SOURCE »
——————

Ce qui est déclaré n'est plus secret...
- "Il n'y a évidemment pas de déclaration, que ce soit dans les revenus ou dans le patrimoine. Donc, on voit bien qu'il s'agit, encore une fois, d'une mise en scène théâtrale et qui semble orchestrée."
Et vous dites la même chose pour la réunion du bureau de l'Assemblée aujourd'hui, qui se réunit pour examiner la demande des juges ?
- "Que le bureau de l'Assemblée réponde à la question, cela paraît normal, puisqu'il y est convié. Mais la question méritait-elle d'être posée ? Encore une fois, on connaît la déclaration de patrimoine de J. Chirac, elle est publique."
Mais que doit-il faire, selon vous, le bureau de l'Assemblée ? Transmettre quand même cette déclaration de patrimoine ?
- "Pour ce qui me concerne, comme cette transmission n'est pas utile, qu'elle est au JO, je pense qu'il ne devrait pas la transmettre puisqu'elle ne sert pas, encore une fois, la vérité. Je pose simplement la question - puisqu'il y a eu des déclarations fiscales en 2001, en mars 2001, d'un certain nombre de ministres, de membres de cabinets - : est-ce que, dans ces déclarations, il y a eu les fonds dits "secrets" ? Le Premier ministre l'a dit : chaque ministre reçoit en moyenne, chaque mois, en liquide, 131 000 francs. Est-ce que ces sommes sont déclarées dans les revenus des ministres et des membres de cabinets concernés ?"

——————

TRAVAIL À FAIRE »
1 > Modifiez tout le passage de l'entretien sur la déclaration de patrimoine, depuis « Ce qui est déclaré » jusqu'à « des juges ? », en y remplaçant « mise en scène théâtrale » par « comédie ».
2 > Reprenez l'entretien sur la déclaration de patrimoine et prolongez-le après sa dernière réplique.
Les items constituent un matériau indépendant de l'entretien.

DONNÉES ENREGISTRÉES »
——————

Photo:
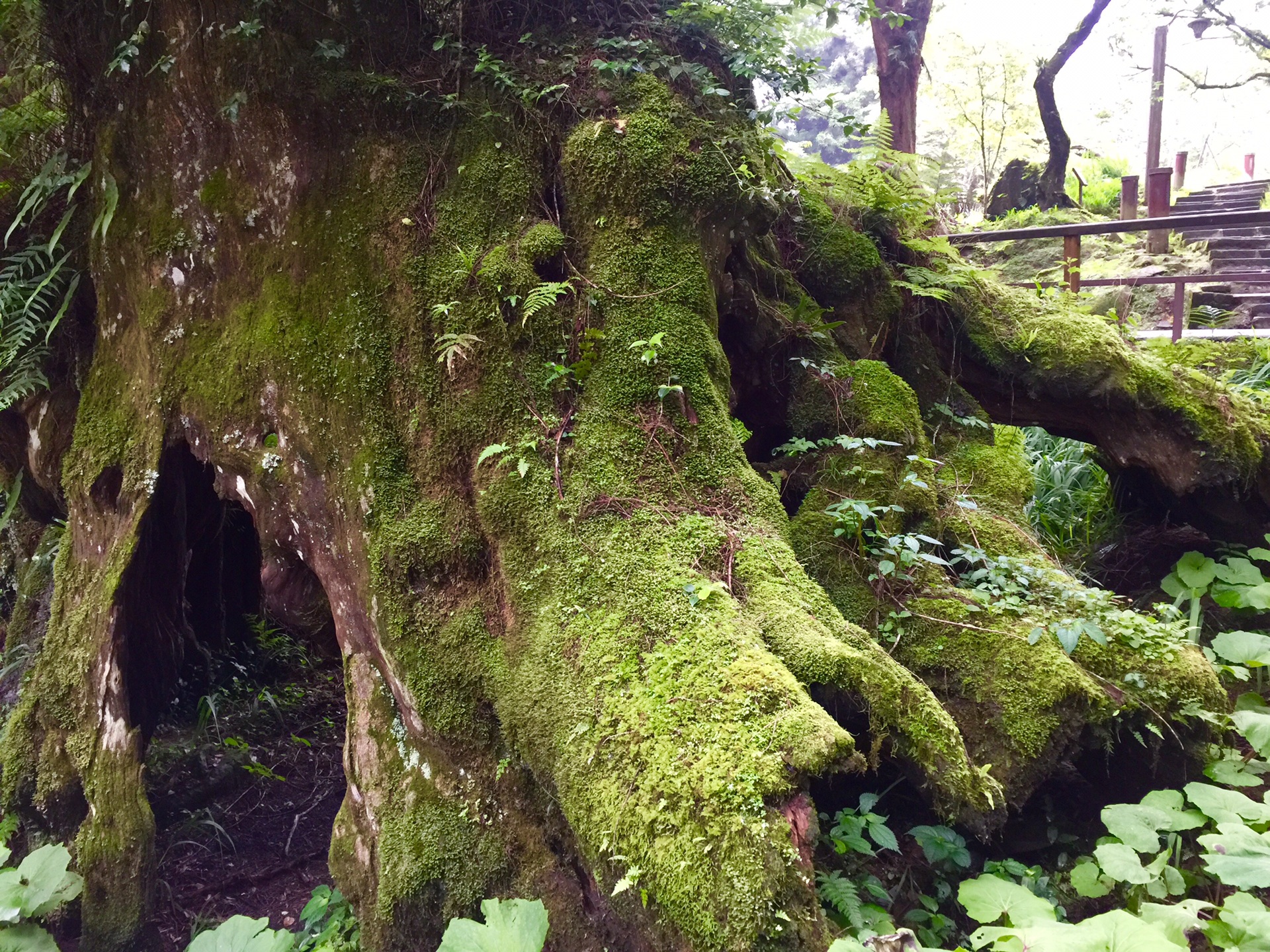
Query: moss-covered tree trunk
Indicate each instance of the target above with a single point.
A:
(589, 655)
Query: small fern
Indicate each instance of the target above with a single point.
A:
(451, 347)
(544, 296)
(842, 896)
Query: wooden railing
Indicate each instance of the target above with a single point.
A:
(1072, 234)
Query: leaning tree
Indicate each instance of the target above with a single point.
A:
(622, 450)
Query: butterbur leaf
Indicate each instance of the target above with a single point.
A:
(1175, 920)
(1195, 571)
(1224, 805)
(1137, 825)
(1174, 586)
(12, 892)
(1251, 719)
(1238, 856)
(28, 937)
(511, 926)
(48, 884)
(1244, 924)
(241, 933)
(1122, 863)
(1087, 880)
(1238, 571)
(1119, 931)
(988, 898)
(1242, 648)
(1234, 771)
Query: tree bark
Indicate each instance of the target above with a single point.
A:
(900, 66)
(1054, 178)
(585, 643)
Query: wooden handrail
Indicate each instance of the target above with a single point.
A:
(1072, 234)
(1174, 222)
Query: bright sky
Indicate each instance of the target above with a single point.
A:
(1104, 98)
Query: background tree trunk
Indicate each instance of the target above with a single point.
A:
(900, 66)
(1054, 178)
(585, 643)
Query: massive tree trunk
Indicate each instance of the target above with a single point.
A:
(1053, 182)
(900, 66)
(582, 634)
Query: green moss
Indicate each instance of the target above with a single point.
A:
(114, 852)
(864, 399)
(541, 243)
(997, 471)
(1048, 346)
(837, 262)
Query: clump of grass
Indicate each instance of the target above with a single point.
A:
(1253, 381)
(1072, 509)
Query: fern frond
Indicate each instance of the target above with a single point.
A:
(544, 296)
(842, 896)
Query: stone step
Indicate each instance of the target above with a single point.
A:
(1234, 254)
(1238, 241)
(1241, 231)
(1222, 196)
(1235, 205)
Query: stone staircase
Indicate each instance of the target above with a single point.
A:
(1238, 249)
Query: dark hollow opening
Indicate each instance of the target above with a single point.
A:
(193, 579)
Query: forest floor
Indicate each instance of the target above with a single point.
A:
(244, 795)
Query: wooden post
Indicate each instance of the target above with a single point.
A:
(1128, 197)
(1072, 262)
(1158, 207)
(1179, 309)
(1156, 121)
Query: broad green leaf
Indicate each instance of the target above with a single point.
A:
(1122, 863)
(1238, 856)
(847, 945)
(1038, 937)
(240, 933)
(1251, 719)
(13, 890)
(988, 898)
(1122, 932)
(1242, 648)
(1242, 596)
(1174, 587)
(1244, 924)
(883, 836)
(1087, 880)
(48, 884)
(1137, 825)
(1240, 571)
(511, 926)
(27, 937)
(1175, 920)
(1234, 771)
(1111, 932)
(1174, 803)
(1195, 571)
(1226, 804)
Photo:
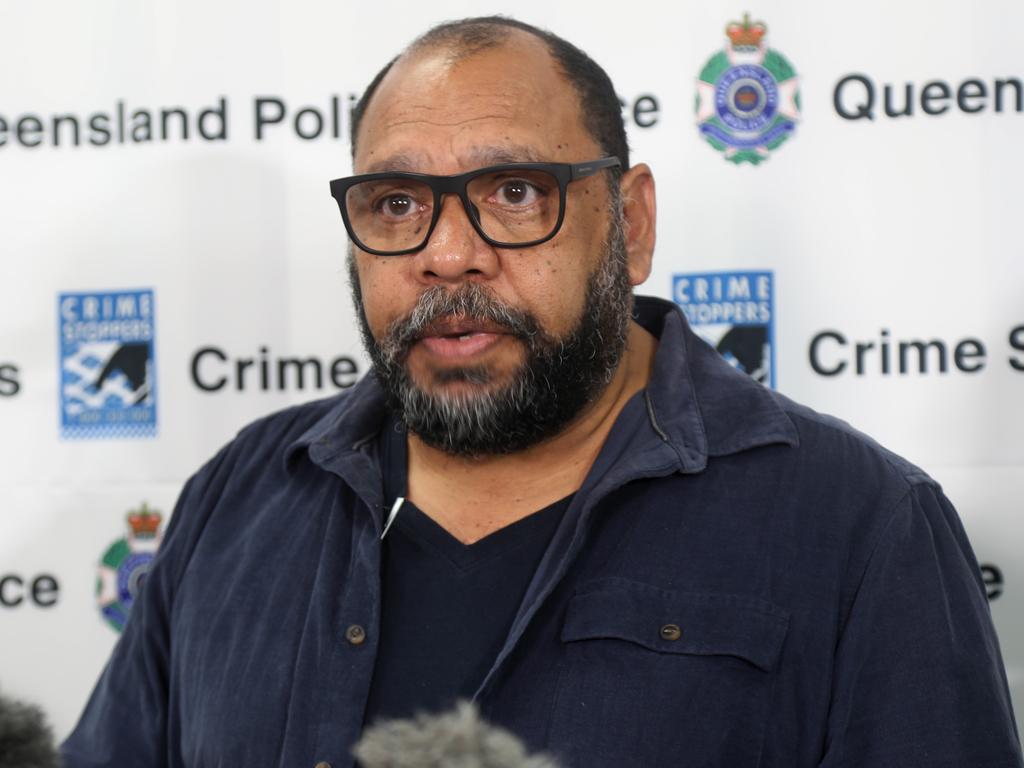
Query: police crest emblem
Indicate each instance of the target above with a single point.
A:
(125, 564)
(748, 99)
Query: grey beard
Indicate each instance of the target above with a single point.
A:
(559, 377)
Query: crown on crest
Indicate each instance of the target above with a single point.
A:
(143, 521)
(744, 34)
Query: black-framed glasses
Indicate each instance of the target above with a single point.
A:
(515, 205)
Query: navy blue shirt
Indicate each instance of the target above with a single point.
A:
(738, 582)
(445, 606)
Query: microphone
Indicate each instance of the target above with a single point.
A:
(453, 739)
(26, 738)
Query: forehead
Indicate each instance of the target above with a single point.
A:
(437, 113)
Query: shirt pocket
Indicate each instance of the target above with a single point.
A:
(654, 677)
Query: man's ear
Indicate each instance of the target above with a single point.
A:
(640, 214)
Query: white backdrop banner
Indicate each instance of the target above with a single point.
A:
(840, 202)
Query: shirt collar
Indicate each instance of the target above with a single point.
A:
(696, 401)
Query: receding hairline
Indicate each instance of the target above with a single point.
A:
(461, 41)
(457, 48)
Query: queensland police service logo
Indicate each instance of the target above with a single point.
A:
(125, 564)
(748, 102)
(735, 313)
(108, 376)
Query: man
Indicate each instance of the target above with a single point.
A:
(548, 498)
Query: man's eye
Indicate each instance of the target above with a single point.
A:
(396, 206)
(517, 193)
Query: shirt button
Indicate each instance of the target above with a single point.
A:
(355, 635)
(671, 632)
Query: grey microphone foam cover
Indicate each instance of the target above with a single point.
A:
(453, 739)
(26, 738)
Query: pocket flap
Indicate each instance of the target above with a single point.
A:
(690, 623)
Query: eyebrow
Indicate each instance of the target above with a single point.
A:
(480, 157)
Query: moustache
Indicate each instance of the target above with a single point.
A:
(471, 304)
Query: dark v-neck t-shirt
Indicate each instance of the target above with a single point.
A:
(446, 606)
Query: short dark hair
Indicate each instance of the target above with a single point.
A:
(601, 110)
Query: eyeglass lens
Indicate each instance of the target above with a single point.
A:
(510, 207)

——————

LES RÉPONSES »
1 >
Ce qui est déclaré n'est plus secret...
- "Il n'y a évidemment pas de déclaration, que ce soit dans les revenus ou dans le patrimoine. Donc, on voit bien qu'il s'agit, encore une fois, d'une comédie et qui semble orchestrée."
Et vous dites la même chose pour la réunion du bureau de l'Assemblée aujourd'hui, qui se réunit pour examiner la demande des juges ?

2 >
Donc vous renvoyez le ballon de ce côté-là ?
- "Nous disons simplement, qu'à l'évidence - et tous les Français que je rencontre dans ma ville, à Bourges, sont choqués par ce système ; ce n'est pas parce que ce système existe maintenant depuis quasiment la nuit des temps, qu'il ne faut pas le changer - qu'il faut stopper ce système. Mettons-y fin. C'est la raison pour laquelle nous demandons le gel des fonds secrets."
En tout cas, il n'y a rien de plus à demander à J. Chirac ? Il s'est exprimé à la télévision, pas devant les juges, on le sait, mais il n'y a rien à lui demander de plus ?
- "Mais nous considérons qu'il a répondu. Sur cette affaire, nous savons qu'il ne peut pas témoigner en vertu du respect de la Constitution. Et vraiment, encore une fois, il y a là, une mise en scène tout à fait théâtralisée qui nuit et semble vouloir nuire à l'image du chef de l'Etat."
Cette dénonciation de "mise en scène", qui est quand même un mot... fort ; cela annonce, à votre avis, un ton pour la campagne présidentielle et législative de l'an prochain qui sera, de la part du RPR, très dure ?
- "Ce qui nous importe dans cette campagne, à la fois présidentielle et législative, c'est qu'on parle des problèmes quotidiens des Français. Ils souhaitent qu'on leur parle de leurs difficultés, de leur pouvoir d'achat, de ce qui fait leur vie. Et aujourd'hui, si l'on parle d'un sujet qui les concerne très directement, l'environnement, je souhaite que, pendant cette campagne, on parle d'environnement, qu'on leur explique..."
...Vous êtes au RPR l'un des spécialistes de la question.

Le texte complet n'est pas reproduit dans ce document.